Yes, there is always room for better but that’s why tomorrow was invented and that’s why we have hugs.

Yes, I go to the bottom many times and each time I push myself to the surface again, I take another deep breath and say ‘again!’ as if I am having the ride of my life. Because I am, and every moment of it is worthy it.

Because you are.’

The Day And All The Learning In It

20160301_110631On Tuesdays we take it to the hills. It is Forest School day for the little guy, and most days find us on one of the hills around Kamloops. Yesterday we were Kenna Cartwright. Snow was coming down hard in big clumps.

The rubber boots I was wearing (and I usually never wear outside rainy days) didn’t help much in reminding me to appreciate the moment, as my toes went from cold to very cold to painfully cold soon after we started on the trail. Having the privilege to be seeing beauty on an ordinary morning, yet being stopped short by cold feet. The irony! And yes, tunnel vision, behaviour if you will – we all experience it at times and it rarely makes us proud.

The thing is, if you stick with it and its aftertaste long enough, it brings enough humbleness to be able to say, if willing, that going down the narrow road of rejecting the magic of the big picture for the short-lived moment of expressing bitterness, is simply a price too high to pay. You’d have to pay it a couple of times in order to learn though. Moments of grace? Hardly.

So there was mine, yesterday. Missing. Trailing through snowy forests, surrounded by children, red-cheeked and snow-sprinkled all over, all of them walking with small steps careful to not lose balance, slipping anyway and falling at times, picking up handfuls of snow to taste and being so immersed in the fresh white… I was there to see it all but grumbling inside for reasons too small to matter, too hard to let go of though in the moment, missing so much of it.

Frozen toes and work-related urgency sliced up the time in the woods even more. Stripes of joy were painted over by the thick paint of mental mumbling and grumbling, panic too that I will not be able to do what I had to do. Didn’t I say there was nothing gracious about it? It’s the truth. Second thoughts and hindsight regarding work were all too ready to pluck off everything that was worth keeping.

The moment I was in and I could not see, the wealth that comes with the understanding that every moment is as rich as you allow it to be, which I was forgetting.

The forest was beautiful, the kids were present with jolliness, tears too, they were telling stories and jokes and eating some more snow still after the game of hide-and-seek was done with and we were heading back. The forest I was in was actually hard to see for the trees of worry and immediate discomfort.

Mindfulness is never to be taken for granted. When I do, it’s like it was yesterday. Few things are so dramatic and urgent that they should be allowed to be more than they are – dark clouds on the sky, but not the sky itself. In fact, worry and panic never solve anything anyway.

There’s nothing to gain and everything to win from making the time you’re in worthwhile. Cliché it is, but true. It took me a drive home, laughter in the car as both me and little guy dripped melted snow all over, and a few extra bumps throughout the day to long for the time I should’ve seen the forest and I didn’t.

20160301_122920The moral of the story is…? Graciousness is not my strongest attribute. Nor is remembering to be mindful of the flitting moments of magic. There is hope though. Coming around to the place of seeing it as it should’ve been… Being human, aches and pains and grumbling included, is inescapable. Remembering that we are, as humans, privy to magic, is too easy to forget at times… that is though, what makes it all that much more precious.

Tuesday was learning day indeed. That it is not about being graceful after all, but truthful and willing… The journey continues.

━━━━

*Activity list*.
1. From the blog post, copy the passage between "The moment I" and "I was forgetting.", inclusive, word for word.
2. In the blog post's sentence about the rubber boots, what stages do the writer's toes pass through? List them in order.

━━━━

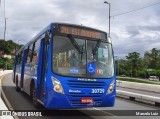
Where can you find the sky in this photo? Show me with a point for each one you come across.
(137, 31)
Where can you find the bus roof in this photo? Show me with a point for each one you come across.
(49, 27)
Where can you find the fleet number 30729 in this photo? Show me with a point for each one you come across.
(98, 90)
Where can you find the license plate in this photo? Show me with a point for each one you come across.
(86, 100)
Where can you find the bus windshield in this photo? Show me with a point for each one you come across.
(79, 57)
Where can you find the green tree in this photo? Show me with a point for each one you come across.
(152, 58)
(134, 62)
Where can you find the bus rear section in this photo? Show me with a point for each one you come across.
(75, 69)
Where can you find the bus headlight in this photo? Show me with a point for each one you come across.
(57, 86)
(111, 88)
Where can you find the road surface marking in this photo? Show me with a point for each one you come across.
(107, 113)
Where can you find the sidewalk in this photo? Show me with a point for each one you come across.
(3, 108)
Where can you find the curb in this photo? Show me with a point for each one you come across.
(139, 97)
(4, 101)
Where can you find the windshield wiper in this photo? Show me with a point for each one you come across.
(94, 51)
(75, 44)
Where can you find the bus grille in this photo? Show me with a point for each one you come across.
(75, 99)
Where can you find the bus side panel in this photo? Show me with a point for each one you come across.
(39, 70)
(22, 70)
(14, 69)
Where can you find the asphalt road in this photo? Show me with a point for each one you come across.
(21, 101)
(139, 91)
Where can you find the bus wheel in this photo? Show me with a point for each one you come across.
(17, 88)
(33, 95)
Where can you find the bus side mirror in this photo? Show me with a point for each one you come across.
(47, 38)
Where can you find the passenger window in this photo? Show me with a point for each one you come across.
(36, 51)
(29, 54)
(20, 58)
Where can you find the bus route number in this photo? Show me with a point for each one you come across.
(97, 90)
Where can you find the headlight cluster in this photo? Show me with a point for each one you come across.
(111, 88)
(57, 86)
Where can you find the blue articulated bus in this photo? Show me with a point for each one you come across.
(67, 66)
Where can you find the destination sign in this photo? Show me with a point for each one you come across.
(82, 32)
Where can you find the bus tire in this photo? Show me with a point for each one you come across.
(17, 88)
(33, 96)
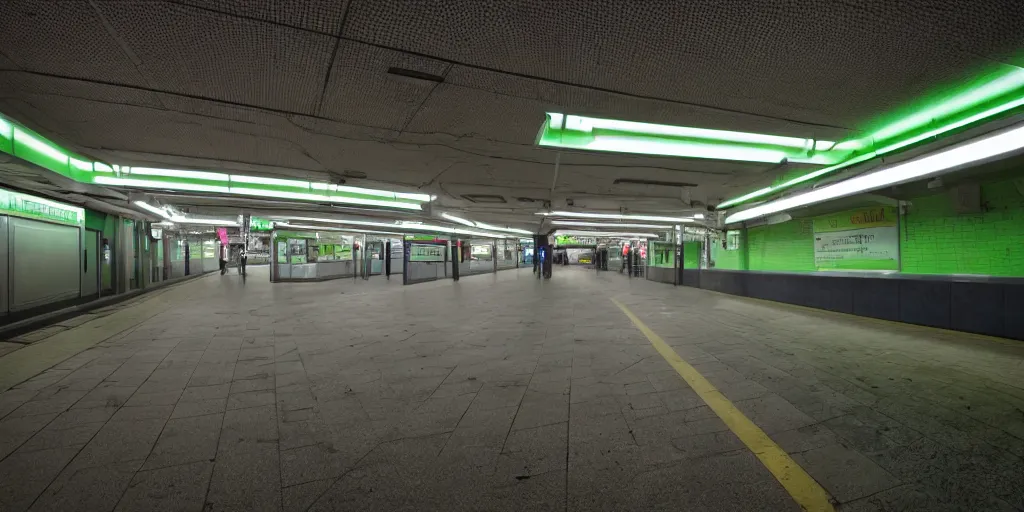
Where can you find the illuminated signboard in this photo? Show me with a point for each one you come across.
(260, 224)
(23, 205)
(424, 252)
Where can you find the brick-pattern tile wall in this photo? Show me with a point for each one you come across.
(788, 246)
(691, 254)
(937, 240)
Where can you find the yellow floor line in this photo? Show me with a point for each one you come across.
(807, 493)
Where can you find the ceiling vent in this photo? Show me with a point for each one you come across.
(483, 198)
(419, 75)
(655, 182)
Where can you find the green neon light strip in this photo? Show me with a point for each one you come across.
(884, 151)
(1008, 89)
(29, 145)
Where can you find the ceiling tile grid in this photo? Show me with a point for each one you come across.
(66, 38)
(361, 91)
(207, 54)
(317, 15)
(839, 65)
(22, 83)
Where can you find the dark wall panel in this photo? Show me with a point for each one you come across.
(691, 278)
(876, 298)
(1013, 311)
(994, 307)
(925, 302)
(977, 307)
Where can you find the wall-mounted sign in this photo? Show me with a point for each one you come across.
(857, 240)
(426, 238)
(23, 205)
(425, 252)
(260, 224)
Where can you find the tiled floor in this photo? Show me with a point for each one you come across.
(502, 392)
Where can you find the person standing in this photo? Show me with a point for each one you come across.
(243, 259)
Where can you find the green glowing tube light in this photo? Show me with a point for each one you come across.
(33, 147)
(979, 101)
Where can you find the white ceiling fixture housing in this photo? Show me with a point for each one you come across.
(610, 224)
(617, 216)
(1003, 142)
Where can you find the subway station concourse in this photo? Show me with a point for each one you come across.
(455, 255)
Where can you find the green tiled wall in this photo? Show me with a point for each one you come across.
(937, 240)
(691, 255)
(934, 239)
(788, 246)
(728, 260)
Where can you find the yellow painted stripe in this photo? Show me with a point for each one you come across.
(807, 493)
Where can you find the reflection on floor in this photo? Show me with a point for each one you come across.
(500, 392)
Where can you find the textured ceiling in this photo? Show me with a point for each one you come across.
(303, 88)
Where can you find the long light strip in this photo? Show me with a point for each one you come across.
(609, 224)
(587, 215)
(584, 124)
(269, 181)
(482, 225)
(148, 183)
(174, 173)
(327, 199)
(180, 219)
(459, 220)
(989, 146)
(150, 208)
(493, 227)
(403, 225)
(39, 144)
(345, 229)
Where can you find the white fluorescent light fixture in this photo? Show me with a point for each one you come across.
(174, 173)
(986, 147)
(460, 220)
(269, 181)
(481, 225)
(609, 224)
(415, 197)
(580, 123)
(183, 220)
(148, 183)
(615, 216)
(150, 208)
(344, 229)
(411, 225)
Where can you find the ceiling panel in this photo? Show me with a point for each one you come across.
(361, 91)
(202, 53)
(317, 15)
(64, 38)
(582, 100)
(840, 66)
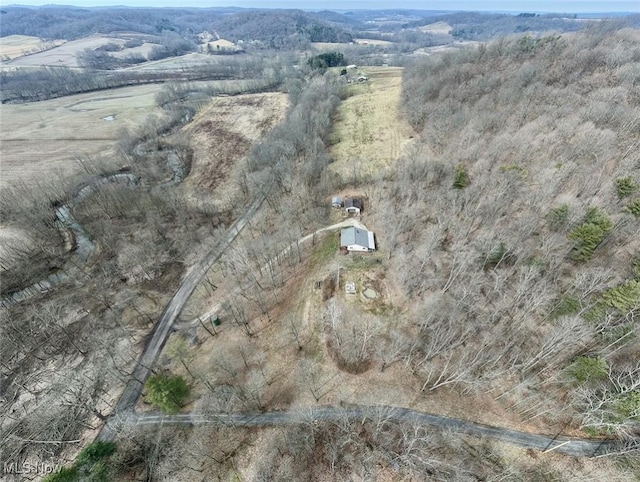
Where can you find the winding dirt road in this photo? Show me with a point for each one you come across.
(569, 446)
(124, 413)
(162, 329)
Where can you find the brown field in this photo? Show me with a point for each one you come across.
(66, 54)
(438, 28)
(225, 130)
(369, 128)
(368, 41)
(13, 46)
(173, 63)
(45, 138)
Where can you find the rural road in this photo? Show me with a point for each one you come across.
(569, 446)
(124, 411)
(161, 330)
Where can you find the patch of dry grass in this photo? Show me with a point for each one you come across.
(13, 46)
(438, 28)
(45, 138)
(369, 128)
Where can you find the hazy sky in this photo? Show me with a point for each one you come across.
(570, 6)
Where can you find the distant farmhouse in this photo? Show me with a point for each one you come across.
(352, 205)
(356, 239)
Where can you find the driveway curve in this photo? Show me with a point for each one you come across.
(570, 446)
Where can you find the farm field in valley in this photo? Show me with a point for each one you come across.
(13, 46)
(369, 130)
(46, 138)
(66, 54)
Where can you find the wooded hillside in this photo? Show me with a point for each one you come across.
(517, 225)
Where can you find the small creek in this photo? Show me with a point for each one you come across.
(82, 244)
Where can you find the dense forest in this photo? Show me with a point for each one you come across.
(507, 230)
(526, 183)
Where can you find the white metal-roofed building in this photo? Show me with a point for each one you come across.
(356, 239)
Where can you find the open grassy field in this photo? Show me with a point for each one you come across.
(369, 128)
(368, 41)
(66, 54)
(225, 130)
(43, 138)
(438, 27)
(13, 46)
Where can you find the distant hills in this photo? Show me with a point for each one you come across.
(275, 28)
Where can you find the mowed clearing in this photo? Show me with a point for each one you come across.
(224, 131)
(13, 46)
(45, 138)
(66, 55)
(369, 130)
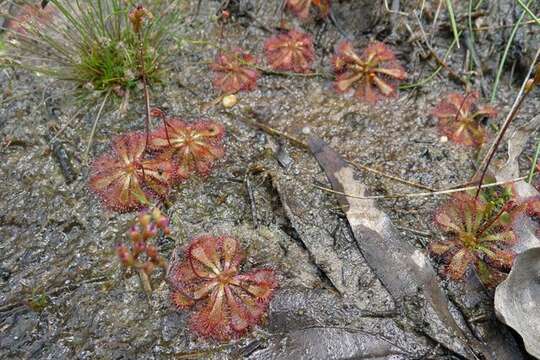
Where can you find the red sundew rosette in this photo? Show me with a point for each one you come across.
(291, 51)
(374, 75)
(126, 178)
(191, 146)
(235, 71)
(459, 118)
(226, 303)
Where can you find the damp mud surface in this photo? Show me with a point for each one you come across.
(63, 293)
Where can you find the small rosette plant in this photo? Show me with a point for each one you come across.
(141, 255)
(373, 75)
(479, 237)
(235, 71)
(225, 301)
(127, 178)
(302, 8)
(191, 146)
(460, 118)
(291, 51)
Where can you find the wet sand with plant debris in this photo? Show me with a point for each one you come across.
(63, 293)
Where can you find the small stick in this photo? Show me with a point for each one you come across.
(271, 131)
(251, 200)
(93, 131)
(411, 195)
(522, 95)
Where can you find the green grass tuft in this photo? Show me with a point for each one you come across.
(92, 45)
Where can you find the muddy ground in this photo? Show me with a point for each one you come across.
(63, 294)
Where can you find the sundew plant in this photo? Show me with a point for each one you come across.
(93, 45)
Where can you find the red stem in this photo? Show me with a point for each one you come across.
(498, 141)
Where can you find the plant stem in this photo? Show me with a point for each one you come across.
(524, 91)
(453, 21)
(146, 91)
(94, 126)
(535, 161)
(505, 53)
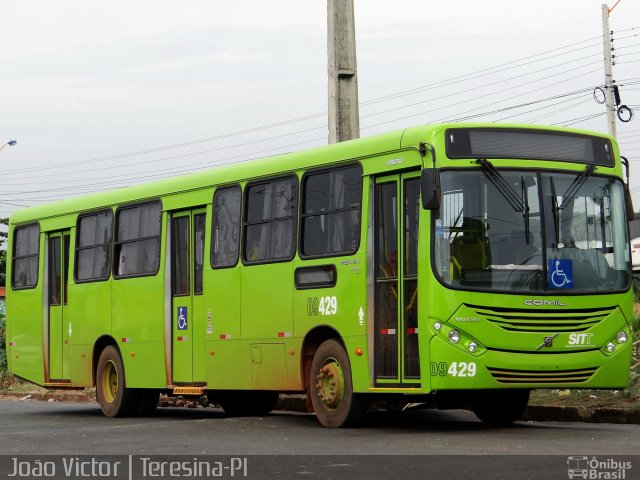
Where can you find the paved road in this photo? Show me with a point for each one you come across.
(37, 428)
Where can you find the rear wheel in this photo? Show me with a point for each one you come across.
(331, 388)
(248, 403)
(500, 407)
(115, 399)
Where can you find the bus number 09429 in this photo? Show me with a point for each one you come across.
(456, 369)
(322, 306)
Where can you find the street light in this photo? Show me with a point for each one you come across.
(11, 143)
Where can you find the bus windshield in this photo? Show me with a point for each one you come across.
(535, 232)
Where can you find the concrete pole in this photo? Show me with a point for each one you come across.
(608, 72)
(344, 117)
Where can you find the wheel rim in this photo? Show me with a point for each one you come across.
(330, 384)
(110, 381)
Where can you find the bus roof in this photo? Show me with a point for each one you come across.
(253, 169)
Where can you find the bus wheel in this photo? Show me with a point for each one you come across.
(114, 398)
(500, 407)
(248, 403)
(331, 388)
(148, 402)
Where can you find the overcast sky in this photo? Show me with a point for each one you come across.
(105, 94)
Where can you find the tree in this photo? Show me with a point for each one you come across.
(4, 222)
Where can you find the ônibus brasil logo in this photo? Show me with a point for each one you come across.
(597, 468)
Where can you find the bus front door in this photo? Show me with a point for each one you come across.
(187, 261)
(59, 325)
(396, 356)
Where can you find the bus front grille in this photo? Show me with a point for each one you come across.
(505, 375)
(537, 320)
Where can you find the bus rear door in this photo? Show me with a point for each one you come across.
(187, 261)
(396, 358)
(59, 325)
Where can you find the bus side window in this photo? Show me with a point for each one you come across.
(137, 249)
(331, 212)
(225, 236)
(26, 246)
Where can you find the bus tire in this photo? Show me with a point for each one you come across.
(331, 387)
(147, 402)
(114, 398)
(499, 407)
(248, 403)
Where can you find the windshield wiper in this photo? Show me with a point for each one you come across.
(525, 200)
(556, 211)
(576, 185)
(519, 204)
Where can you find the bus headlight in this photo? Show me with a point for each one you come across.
(622, 337)
(458, 338)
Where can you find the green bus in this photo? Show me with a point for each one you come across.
(451, 265)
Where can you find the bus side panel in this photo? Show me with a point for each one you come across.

━━━━

*Outputs in order*.
1.
The moment I was in and I could not see, the wealth that comes with the understanding that every moment is as rich as you allow it to be, which I was forgetting.

2.
1. cold
2. very cold
3. painfully cold